• [Stated task]: The entire listing is to be repeated verbatim.

• [Provided data]:
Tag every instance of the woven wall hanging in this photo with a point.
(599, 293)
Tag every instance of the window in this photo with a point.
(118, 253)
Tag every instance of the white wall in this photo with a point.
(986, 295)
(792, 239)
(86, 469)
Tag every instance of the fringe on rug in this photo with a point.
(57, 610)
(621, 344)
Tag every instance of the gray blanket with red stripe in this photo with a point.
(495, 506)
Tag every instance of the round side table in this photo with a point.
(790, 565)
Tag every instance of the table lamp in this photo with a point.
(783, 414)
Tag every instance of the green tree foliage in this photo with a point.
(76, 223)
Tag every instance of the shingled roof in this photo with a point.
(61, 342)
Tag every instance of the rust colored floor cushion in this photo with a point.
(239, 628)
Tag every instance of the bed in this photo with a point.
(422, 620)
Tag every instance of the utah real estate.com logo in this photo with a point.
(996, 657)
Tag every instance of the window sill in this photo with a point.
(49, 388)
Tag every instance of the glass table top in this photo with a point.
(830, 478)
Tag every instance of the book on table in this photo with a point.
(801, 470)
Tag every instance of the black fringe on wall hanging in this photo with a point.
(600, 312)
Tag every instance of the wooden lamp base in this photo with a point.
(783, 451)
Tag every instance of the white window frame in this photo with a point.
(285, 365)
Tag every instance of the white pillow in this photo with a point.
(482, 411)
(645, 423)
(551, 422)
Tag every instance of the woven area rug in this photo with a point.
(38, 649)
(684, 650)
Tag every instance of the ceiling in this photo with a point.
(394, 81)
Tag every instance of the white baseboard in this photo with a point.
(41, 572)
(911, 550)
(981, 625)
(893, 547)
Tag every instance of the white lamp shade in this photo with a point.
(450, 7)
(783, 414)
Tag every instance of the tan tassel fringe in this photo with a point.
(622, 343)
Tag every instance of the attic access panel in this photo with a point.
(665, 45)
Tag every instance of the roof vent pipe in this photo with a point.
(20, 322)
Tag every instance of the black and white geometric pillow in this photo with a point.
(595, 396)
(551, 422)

• [Solution]:
Tag every instance of the woven wall hanging in this photo with a point.
(599, 293)
Tag every instance of the window in this photo with a point.
(118, 253)
Tag every instance of the white wall in this photo with a point.
(986, 295)
(792, 239)
(86, 469)
Tag every instance of the fringe on rug in this photo with a point.
(57, 610)
(621, 344)
Tag every instance of the gray blanket with red stripe in this photo with a point.
(495, 506)
Tag every instance of the round side table in this photo with a point.
(790, 565)
Tag every instance of the table lamp in this photo with a point.
(783, 414)
Tag every instance of the green tree foliage in this photo with a point.
(76, 223)
Tag every instance of the shingled roof in this photo with a point.
(61, 342)
Tag every instance of the rust colored floor cushion in this photo with a point.
(239, 628)
Tag every instance of the bed in this photo with a point.
(422, 620)
Tag every instance of the utah real estate.com logo in this photo with a point.
(996, 657)
Tag every instance of the window sill in this photo with a point.
(49, 388)
Tag every instance of the glass table top in this photo with a point.
(830, 478)
Tag every instance of the book on table in this photo with a point.
(801, 470)
Tag every instance of the black fringe on wall hanging in this photo with a point.
(600, 312)
Tag every instance of the wooden lamp base in this photo with a point.
(783, 451)
Tag every instance of the white window frame in this photo with a point.
(285, 365)
Tag every instance of the white pillow in this photo with a point.
(482, 411)
(645, 423)
(551, 422)
Tag every instance of the woven area rug in this photo with a point.
(38, 649)
(684, 650)
Tag every instance of the ceiling in this photo with a point.
(394, 81)
Tag every instance of the white baseboard in this photo with a point.
(41, 572)
(911, 550)
(981, 625)
(893, 547)
Tag every instance of the white lamp shade in this photo with a point.
(450, 7)
(783, 414)
Tag every instance of the tan tassel fringe in this photo with a point.
(622, 343)
Tag every instance of the attic access panel in this photo with a point.
(665, 45)
Tag every instance of the roof vent pipe in this photo with a point.
(20, 322)
Tag every instance of the black and white geometric pillow in this photo with a point.
(595, 396)
(551, 422)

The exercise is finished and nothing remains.